*RECORDS SUPPLIED*
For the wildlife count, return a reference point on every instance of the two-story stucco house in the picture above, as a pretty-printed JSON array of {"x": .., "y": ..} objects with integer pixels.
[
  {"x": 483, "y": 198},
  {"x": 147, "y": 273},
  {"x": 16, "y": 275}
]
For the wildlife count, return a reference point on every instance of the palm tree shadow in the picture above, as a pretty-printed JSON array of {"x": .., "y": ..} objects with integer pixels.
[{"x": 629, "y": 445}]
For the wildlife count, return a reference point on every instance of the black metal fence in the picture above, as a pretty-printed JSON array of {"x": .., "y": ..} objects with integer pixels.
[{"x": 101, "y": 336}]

*TASK PROMPT*
Copy every line of the material, please, keeping it exactly the same.

*ANSWER BELOW*
For the wildlife count, return a reference point on every instance of the two-story stucco house in the picture above, as a pretty-printed JSON array of {"x": .., "y": ..} objects with integer pixels.
[
  {"x": 483, "y": 198},
  {"x": 147, "y": 273},
  {"x": 16, "y": 275}
]
For the wildlife count, return a reference point on every instance of the palm tree shadow in the picture above, as a pretty-printed JSON array of {"x": .., "y": ..} objects with integer pixels.
[{"x": 629, "y": 445}]
For the wildlife count, return a reference point on every instance of the black metal fence in the picture above, as a pretty-printed JSON array of {"x": .., "y": ..} objects with integer pixels.
[{"x": 101, "y": 336}]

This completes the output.